1. Setup the Raspberry Pi to run the latest version of Raspbian/NOOBS. The setup instructions can be found on the Raspberry Pi website.
2. Open the command line terminal on the Raspberry Pi.
3. Ensure that the package list has been updated (this may take some time): sudo apt-get update
4. Install Flask - this is a Python framework used to create web servers:
   1. Ensure that pip is installed: sudo apt-get install python-pip
   2. Install Flask and its dependencies: sudo pip install flask
5. Clone repository into the home directory of the Raspberry Pi:

   cd ~
   git clone https://github.com/chillibasket/walle-replica.git

6. Set the web server password:
   1. Open app.py: nano ~/walle-replica/web_interface/app.py
   2. On line 20 of app.py where is says put_password_here, insert the password you want to use for the web interface.
7. (Optional) Change the default audio directory and location of the script used to start/stop the video stream.

Written problem 1:
According to the setup instructions, on which line of app.py do you insert the web interface password?
Written problem 2:
Reproduce the setup instructions word for word, between "3. Ensure that" and "the video stream.", inclusive.

Material:
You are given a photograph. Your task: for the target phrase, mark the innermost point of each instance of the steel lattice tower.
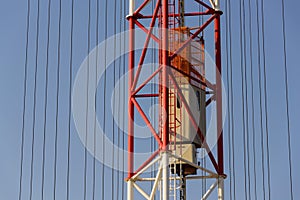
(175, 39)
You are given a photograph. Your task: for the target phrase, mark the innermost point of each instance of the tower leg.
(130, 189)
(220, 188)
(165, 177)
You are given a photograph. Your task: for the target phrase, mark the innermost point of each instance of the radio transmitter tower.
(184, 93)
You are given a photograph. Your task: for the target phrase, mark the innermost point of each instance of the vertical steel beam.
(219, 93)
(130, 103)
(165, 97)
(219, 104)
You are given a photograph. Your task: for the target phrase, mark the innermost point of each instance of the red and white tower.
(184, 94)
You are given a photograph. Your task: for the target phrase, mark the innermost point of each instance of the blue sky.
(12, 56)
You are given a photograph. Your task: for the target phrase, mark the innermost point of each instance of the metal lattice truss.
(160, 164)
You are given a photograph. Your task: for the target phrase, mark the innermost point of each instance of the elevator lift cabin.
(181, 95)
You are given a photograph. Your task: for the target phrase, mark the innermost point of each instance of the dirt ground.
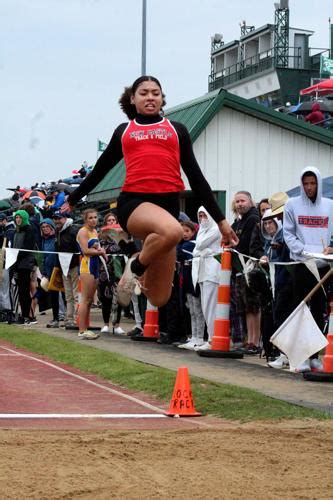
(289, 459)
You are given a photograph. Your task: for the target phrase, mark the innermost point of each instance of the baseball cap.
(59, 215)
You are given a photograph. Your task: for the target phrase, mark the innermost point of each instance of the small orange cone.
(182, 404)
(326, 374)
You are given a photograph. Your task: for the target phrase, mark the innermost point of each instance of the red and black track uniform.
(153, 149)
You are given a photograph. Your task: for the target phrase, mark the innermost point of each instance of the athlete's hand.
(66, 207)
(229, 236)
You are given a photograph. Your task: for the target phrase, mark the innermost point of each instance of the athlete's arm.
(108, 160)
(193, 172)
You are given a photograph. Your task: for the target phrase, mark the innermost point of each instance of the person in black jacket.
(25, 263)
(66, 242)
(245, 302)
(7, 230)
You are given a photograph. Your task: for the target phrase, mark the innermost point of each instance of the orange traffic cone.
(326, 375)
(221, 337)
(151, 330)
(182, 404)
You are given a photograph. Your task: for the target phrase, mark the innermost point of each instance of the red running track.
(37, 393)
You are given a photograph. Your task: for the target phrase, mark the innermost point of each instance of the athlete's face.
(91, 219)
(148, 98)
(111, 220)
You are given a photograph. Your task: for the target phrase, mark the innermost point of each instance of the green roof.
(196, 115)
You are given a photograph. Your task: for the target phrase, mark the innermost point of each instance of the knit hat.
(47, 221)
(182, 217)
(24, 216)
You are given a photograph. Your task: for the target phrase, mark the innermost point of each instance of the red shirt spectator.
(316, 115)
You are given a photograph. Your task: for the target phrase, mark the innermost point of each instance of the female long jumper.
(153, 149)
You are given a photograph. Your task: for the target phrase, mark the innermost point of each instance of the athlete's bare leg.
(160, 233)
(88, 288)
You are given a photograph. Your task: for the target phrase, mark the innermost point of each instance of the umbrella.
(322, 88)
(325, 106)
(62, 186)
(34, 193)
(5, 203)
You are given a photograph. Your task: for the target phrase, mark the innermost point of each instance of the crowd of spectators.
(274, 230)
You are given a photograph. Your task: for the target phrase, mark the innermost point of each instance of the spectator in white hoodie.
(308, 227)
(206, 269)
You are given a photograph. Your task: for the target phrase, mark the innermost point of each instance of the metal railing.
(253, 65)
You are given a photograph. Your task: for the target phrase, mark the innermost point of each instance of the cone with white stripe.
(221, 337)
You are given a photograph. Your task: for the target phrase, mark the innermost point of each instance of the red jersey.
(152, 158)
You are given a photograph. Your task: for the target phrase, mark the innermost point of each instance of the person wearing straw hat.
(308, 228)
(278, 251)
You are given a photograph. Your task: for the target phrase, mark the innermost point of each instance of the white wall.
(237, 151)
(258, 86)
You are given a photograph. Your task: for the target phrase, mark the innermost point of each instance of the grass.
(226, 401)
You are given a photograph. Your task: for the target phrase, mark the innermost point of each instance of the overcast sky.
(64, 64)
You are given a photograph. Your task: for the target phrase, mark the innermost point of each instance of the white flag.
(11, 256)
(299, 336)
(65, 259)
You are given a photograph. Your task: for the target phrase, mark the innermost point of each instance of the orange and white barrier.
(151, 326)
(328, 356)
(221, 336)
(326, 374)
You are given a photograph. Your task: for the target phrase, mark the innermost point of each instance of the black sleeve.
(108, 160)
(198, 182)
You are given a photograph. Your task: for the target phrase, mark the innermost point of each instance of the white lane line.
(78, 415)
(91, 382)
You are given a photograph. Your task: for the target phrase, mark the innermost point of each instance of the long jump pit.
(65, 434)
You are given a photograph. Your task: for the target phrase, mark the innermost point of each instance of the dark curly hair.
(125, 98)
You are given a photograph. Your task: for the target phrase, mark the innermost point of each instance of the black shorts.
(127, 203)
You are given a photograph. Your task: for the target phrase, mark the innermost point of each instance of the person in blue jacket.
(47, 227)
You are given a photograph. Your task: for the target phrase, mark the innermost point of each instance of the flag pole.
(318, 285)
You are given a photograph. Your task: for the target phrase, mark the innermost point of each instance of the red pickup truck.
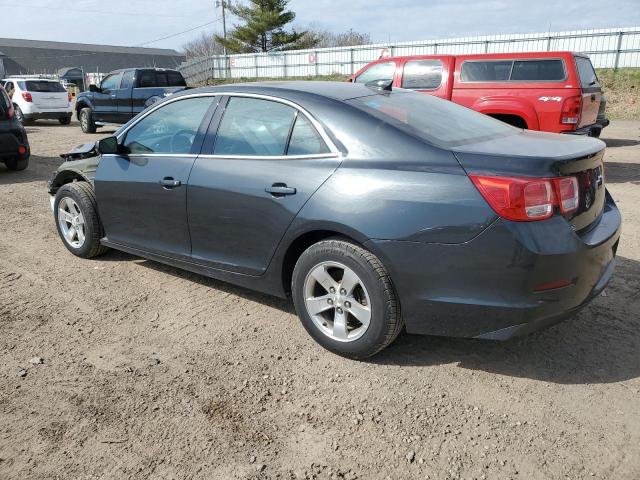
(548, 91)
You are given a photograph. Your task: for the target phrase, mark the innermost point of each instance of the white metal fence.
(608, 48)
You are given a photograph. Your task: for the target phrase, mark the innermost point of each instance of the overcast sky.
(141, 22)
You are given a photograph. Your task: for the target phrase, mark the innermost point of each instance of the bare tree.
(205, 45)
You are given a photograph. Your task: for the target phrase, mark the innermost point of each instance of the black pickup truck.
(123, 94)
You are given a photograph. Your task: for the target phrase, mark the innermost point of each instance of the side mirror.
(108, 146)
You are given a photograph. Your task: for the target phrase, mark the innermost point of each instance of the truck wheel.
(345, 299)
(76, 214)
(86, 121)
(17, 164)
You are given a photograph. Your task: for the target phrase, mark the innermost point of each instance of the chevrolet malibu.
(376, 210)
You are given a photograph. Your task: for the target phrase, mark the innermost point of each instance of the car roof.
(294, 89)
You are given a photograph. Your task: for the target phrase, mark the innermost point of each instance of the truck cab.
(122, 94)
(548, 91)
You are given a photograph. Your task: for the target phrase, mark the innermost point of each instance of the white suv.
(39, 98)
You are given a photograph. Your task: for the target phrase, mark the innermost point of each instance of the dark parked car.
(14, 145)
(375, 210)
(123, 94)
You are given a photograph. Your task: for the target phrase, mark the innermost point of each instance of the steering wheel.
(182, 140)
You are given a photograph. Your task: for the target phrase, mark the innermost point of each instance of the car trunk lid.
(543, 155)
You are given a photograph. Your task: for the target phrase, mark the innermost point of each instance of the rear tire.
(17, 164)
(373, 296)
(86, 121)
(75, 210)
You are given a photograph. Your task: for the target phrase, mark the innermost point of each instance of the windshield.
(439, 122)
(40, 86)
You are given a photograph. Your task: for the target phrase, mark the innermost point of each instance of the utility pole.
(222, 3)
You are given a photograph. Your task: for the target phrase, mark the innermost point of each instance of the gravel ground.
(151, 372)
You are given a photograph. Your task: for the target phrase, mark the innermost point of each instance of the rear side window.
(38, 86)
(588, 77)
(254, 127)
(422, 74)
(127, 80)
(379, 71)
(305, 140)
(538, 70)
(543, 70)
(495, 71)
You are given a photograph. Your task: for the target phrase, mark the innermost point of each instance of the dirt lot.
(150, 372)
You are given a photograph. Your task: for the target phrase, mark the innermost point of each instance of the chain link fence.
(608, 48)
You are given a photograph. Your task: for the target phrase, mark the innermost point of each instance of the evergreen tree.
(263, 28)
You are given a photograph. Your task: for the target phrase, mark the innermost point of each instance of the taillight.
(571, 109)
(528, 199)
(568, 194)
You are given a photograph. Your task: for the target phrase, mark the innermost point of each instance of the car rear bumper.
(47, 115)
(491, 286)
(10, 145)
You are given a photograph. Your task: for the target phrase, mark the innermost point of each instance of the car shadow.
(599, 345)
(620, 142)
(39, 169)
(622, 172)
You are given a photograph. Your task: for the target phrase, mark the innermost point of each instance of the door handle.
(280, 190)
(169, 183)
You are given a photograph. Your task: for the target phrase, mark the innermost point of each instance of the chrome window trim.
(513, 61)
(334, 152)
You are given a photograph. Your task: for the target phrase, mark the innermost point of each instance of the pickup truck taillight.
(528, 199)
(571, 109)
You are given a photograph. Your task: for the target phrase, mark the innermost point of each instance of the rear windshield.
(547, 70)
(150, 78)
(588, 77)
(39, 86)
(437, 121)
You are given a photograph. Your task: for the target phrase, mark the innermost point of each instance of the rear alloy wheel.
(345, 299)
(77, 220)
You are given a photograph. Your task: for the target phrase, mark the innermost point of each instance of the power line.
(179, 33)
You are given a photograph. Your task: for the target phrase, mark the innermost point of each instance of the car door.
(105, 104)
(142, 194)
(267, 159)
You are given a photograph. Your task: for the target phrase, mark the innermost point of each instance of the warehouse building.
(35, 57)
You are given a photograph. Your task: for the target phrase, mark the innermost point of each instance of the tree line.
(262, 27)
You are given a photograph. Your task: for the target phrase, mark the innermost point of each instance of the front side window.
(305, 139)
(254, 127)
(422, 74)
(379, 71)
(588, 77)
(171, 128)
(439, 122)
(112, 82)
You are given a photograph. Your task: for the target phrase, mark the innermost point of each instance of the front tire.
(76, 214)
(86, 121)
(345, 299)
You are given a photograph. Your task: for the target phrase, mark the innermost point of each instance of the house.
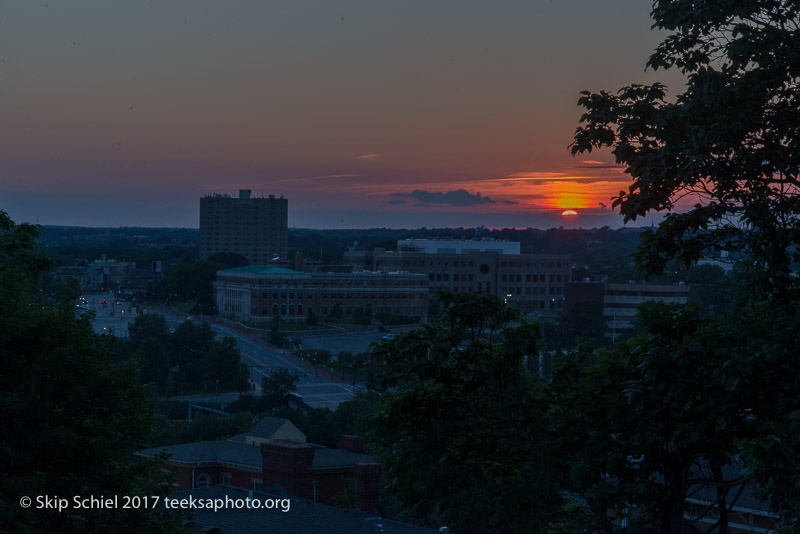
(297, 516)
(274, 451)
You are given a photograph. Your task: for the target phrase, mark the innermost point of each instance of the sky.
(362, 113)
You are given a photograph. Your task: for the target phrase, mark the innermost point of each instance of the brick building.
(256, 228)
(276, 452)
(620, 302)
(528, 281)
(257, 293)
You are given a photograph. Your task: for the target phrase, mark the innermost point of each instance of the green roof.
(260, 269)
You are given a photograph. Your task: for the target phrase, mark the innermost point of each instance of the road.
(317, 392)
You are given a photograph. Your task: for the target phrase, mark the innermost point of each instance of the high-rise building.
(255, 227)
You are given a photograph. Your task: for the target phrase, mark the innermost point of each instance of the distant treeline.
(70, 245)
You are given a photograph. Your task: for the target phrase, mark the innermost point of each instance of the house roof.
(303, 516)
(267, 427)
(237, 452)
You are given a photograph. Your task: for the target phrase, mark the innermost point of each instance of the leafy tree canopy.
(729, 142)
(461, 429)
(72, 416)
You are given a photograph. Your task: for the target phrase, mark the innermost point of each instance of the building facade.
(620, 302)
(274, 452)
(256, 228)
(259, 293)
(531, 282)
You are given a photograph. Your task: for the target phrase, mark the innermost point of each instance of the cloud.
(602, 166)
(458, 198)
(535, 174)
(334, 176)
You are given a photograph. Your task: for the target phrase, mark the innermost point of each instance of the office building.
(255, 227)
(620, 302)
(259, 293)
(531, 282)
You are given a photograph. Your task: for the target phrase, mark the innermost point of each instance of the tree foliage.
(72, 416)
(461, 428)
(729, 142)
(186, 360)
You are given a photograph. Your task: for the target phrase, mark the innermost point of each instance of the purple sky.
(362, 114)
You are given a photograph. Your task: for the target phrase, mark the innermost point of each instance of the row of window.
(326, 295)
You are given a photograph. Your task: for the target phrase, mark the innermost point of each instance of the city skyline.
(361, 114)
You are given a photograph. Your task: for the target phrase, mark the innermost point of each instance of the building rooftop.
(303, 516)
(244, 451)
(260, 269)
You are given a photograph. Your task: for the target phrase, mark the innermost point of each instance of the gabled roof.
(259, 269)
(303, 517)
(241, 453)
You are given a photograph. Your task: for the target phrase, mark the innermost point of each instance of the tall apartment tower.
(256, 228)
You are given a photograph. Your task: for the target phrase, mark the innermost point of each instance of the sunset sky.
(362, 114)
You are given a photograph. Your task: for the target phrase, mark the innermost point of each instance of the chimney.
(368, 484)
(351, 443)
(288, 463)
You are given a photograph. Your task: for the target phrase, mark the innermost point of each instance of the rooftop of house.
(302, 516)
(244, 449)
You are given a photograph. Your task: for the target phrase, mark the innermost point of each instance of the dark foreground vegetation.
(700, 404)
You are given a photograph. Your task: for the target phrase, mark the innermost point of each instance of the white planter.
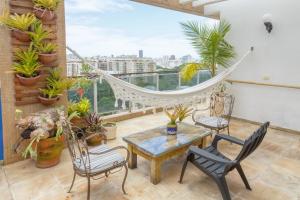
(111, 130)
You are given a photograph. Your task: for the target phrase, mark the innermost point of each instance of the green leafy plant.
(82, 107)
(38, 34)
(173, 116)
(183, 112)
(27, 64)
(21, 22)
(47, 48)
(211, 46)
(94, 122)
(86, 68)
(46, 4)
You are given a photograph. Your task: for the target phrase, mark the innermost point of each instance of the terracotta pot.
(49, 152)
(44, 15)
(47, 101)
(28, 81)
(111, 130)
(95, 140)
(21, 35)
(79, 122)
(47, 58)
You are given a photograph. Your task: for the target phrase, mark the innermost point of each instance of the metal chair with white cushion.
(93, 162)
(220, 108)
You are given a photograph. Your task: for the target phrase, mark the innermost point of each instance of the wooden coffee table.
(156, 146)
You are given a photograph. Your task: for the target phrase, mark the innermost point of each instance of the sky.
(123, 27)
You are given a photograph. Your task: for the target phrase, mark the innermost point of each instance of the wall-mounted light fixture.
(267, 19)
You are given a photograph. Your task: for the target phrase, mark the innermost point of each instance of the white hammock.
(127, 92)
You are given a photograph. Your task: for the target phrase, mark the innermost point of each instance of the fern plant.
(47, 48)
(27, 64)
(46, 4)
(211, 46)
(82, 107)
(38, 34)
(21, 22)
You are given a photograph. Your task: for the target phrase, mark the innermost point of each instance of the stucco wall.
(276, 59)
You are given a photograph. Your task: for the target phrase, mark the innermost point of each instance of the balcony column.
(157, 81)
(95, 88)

Correct result 1:
Line 20

Correct result 2:
3. Ensure that the package list has been updated (this may take some time): sudo apt-get update
4. Install Flask - this is a Python framework used to create web servers:
   1. Ensure that pip is installed: sudo apt-get install python-pip
   2. Install Flask and its dependencies: sudo pip install flask
5. Clone repository into the home directory of the Raspberry Pi:

   cd ~
   git clone https://github.com/chillibasket/walle-replica.git

6. Set the web server password:
   1. Open app.py: nano ~/walle-replica/web_interface/app.py
   2. On line 20 of app.py where is says put_password_here, insert the password you want to use for the web interface.
7. (Optional) Change the default audio directory and location of the script used to start/stop the video stream.